* **TASK DIRECTIONS**
Only the lines from the top of the data through the line containing "Target: girl playing basketball" should be duplicated, exactly as they appear.

Entries taken from a collection:

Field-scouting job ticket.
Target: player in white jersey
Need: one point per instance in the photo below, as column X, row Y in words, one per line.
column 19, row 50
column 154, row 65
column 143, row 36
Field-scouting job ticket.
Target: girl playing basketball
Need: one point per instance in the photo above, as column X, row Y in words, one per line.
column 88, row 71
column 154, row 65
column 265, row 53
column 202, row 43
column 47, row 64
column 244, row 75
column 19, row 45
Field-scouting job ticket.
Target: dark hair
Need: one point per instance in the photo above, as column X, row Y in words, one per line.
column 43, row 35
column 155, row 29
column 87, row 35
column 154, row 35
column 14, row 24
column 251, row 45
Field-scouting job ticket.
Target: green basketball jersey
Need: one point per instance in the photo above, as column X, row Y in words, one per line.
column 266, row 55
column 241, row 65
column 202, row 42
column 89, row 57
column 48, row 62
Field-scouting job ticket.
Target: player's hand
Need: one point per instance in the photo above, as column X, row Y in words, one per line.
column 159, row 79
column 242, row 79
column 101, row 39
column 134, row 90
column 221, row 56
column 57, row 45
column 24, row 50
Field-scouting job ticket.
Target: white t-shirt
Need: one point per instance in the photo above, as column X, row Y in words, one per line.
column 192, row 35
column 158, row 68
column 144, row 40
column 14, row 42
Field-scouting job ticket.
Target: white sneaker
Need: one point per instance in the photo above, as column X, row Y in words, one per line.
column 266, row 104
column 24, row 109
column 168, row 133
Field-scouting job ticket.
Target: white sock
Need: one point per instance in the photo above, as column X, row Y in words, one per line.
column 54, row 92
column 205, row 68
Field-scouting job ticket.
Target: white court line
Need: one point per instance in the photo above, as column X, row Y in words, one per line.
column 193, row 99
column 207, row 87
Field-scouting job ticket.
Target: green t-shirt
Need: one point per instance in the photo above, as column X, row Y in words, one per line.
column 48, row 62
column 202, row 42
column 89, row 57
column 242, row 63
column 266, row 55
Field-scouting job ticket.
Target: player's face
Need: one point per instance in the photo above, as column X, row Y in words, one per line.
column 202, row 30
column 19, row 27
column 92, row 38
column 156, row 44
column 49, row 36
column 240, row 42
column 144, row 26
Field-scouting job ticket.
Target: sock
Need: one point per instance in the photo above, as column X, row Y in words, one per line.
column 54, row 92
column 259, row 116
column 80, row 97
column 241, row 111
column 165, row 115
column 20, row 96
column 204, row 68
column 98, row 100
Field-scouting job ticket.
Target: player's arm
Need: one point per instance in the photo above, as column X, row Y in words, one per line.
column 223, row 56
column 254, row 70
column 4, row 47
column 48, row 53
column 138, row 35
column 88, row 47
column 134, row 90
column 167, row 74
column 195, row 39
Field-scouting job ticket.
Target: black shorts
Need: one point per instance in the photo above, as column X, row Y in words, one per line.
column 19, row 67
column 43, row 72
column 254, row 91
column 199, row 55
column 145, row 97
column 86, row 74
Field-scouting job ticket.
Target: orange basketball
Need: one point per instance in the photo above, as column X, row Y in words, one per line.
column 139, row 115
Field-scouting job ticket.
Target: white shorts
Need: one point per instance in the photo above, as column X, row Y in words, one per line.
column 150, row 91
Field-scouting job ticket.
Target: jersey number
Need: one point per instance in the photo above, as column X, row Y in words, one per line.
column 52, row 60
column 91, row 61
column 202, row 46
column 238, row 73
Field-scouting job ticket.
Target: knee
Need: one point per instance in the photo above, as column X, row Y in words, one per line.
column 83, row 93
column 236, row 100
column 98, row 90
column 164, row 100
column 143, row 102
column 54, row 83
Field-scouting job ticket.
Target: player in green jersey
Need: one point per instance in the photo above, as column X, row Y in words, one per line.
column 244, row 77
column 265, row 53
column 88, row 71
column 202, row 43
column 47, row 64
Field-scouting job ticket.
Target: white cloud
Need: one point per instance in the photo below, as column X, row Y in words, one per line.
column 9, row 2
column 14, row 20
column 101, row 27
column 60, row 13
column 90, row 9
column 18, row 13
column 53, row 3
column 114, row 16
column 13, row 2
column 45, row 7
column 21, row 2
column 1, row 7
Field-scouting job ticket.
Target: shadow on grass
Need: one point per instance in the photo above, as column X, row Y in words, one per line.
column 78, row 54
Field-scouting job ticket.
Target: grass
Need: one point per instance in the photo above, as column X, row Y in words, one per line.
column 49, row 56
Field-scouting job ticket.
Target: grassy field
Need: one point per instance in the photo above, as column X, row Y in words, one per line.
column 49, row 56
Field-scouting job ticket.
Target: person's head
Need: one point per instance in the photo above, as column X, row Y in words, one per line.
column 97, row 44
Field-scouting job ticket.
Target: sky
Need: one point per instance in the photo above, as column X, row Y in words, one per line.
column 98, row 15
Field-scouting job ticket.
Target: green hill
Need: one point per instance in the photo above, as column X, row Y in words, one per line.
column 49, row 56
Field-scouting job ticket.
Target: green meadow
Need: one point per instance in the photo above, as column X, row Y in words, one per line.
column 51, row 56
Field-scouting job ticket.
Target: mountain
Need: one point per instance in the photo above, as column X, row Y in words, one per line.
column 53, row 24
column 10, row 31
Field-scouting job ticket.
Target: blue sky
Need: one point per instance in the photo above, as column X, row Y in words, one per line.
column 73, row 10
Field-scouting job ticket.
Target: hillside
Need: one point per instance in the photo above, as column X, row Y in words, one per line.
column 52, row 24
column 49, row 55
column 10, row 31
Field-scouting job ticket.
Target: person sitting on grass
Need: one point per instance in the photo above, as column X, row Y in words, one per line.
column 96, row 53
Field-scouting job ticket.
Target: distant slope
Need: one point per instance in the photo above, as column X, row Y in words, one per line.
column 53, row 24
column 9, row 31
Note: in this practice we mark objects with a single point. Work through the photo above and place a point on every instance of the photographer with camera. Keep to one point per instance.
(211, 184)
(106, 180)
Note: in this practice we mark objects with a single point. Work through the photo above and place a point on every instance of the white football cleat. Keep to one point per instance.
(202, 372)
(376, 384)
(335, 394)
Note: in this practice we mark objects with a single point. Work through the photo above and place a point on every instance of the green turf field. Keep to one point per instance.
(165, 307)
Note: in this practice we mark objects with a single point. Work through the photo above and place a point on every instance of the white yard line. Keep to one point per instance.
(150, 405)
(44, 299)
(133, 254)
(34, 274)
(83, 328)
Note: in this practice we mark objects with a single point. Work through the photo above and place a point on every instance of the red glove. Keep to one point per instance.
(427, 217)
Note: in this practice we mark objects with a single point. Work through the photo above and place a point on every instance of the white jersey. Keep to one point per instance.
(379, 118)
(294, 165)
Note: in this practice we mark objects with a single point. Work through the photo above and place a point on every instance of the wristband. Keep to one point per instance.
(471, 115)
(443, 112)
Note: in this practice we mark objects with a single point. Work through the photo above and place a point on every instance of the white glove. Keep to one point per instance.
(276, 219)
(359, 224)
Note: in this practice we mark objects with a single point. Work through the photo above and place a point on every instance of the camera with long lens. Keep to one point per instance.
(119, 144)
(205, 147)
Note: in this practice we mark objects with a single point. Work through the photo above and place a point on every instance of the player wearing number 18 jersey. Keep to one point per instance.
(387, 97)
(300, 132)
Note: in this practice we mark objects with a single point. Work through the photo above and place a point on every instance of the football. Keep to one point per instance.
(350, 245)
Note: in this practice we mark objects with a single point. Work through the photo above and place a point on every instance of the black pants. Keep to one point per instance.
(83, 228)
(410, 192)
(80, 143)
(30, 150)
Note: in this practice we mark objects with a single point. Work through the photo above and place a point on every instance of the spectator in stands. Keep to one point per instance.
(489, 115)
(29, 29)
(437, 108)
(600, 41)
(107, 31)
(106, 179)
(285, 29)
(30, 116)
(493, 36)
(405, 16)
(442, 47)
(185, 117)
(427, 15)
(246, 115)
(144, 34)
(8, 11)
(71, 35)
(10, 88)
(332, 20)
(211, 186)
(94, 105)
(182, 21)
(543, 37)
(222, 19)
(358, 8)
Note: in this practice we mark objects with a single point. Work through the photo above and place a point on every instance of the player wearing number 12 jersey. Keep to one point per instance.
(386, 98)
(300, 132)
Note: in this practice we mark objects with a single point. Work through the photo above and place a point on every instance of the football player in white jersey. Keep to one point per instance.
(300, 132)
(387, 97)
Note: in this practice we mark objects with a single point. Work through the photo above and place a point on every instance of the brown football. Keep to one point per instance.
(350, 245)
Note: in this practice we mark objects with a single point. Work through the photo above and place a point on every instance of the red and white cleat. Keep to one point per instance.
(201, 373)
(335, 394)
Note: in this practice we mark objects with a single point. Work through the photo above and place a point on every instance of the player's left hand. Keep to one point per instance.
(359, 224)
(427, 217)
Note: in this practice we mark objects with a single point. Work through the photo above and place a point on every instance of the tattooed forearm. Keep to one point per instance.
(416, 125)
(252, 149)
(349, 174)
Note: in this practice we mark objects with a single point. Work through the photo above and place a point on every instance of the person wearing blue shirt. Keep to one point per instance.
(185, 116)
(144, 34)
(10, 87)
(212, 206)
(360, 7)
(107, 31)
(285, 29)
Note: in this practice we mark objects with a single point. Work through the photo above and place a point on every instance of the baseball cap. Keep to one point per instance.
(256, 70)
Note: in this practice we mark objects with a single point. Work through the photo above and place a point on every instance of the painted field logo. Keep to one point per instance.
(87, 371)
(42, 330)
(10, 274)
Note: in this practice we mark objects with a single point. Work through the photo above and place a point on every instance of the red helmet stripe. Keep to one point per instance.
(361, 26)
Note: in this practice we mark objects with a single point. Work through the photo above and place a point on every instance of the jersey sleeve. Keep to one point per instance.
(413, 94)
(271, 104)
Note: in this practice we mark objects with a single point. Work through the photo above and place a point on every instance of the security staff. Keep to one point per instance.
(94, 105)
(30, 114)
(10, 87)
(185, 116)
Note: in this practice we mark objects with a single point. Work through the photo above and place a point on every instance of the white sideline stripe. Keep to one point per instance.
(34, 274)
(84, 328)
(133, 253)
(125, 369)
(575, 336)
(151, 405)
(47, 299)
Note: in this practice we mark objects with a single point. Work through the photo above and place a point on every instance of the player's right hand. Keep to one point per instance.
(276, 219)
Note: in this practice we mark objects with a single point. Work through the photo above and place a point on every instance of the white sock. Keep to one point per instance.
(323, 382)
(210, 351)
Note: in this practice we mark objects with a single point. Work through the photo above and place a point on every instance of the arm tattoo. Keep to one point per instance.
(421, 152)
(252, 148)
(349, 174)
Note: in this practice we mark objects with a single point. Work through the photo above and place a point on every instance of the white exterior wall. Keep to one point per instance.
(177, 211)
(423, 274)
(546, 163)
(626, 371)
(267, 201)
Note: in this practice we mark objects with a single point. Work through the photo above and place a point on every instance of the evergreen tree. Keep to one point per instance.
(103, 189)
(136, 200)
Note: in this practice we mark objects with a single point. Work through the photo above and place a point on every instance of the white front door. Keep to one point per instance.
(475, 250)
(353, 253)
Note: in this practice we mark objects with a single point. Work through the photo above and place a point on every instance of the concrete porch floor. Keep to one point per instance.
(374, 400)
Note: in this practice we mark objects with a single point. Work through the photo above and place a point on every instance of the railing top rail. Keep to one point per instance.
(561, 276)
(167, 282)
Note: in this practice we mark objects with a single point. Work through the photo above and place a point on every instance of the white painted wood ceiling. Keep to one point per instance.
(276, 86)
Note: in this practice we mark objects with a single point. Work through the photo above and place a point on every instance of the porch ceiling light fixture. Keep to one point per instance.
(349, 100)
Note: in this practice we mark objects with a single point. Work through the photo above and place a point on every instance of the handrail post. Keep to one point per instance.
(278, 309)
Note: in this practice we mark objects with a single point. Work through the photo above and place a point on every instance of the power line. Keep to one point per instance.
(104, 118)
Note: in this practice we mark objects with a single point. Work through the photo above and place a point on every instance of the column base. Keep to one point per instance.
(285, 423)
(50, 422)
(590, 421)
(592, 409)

* **WRITTEN ANSWER**
Field-scouting job ticket.
Target: player in white jersey
Need: one point per instance in the photo below, as column X, row Y in words, one per line.
column 19, row 50
column 154, row 65
column 143, row 36
Field-scouting job ticket.
Target: girl playing basketball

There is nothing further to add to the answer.